*WHAT TO WORK ON:* Reproduce the lines of the listing starting at the line containing "Expected behaviour: the pointer indicates one point on the hazy" and ending at the end of the listing, requests included. Scale every pixel coordinate in the answers by a factor of 2, rounding to whole numbers with halves rounded up, and leave the requests unchanged.

*Image location labeling entries:*
++++++

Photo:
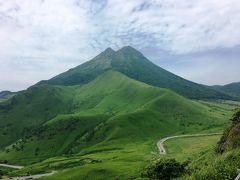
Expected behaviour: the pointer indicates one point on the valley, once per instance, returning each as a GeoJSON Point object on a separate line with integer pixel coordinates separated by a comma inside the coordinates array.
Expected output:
{"type": "Point", "coordinates": [103, 119]}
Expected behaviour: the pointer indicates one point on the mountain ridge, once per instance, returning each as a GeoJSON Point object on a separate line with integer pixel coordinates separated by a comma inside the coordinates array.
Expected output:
{"type": "Point", "coordinates": [134, 64]}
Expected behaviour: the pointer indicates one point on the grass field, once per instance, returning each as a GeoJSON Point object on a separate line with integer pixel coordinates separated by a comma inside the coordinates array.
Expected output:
{"type": "Point", "coordinates": [189, 148]}
{"type": "Point", "coordinates": [107, 128]}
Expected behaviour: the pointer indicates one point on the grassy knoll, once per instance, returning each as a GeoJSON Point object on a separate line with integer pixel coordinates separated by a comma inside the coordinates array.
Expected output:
{"type": "Point", "coordinates": [106, 128]}
{"type": "Point", "coordinates": [190, 148]}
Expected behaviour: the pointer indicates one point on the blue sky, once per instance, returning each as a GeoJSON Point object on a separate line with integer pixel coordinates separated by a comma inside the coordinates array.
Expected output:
{"type": "Point", "coordinates": [198, 40]}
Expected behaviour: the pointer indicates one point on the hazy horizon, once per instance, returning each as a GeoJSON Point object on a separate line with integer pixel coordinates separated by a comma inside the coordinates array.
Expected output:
{"type": "Point", "coordinates": [39, 42]}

++++++

*EXERCISE RESPONSE:*
Expected behaviour: the pointer indicates one point on the hazy horizon, once per instance, returning each as a GeoJSON Point object on a separate line with integer pixel coordinates separated by a comma inside the coordinates array.
Expected output:
{"type": "Point", "coordinates": [78, 84]}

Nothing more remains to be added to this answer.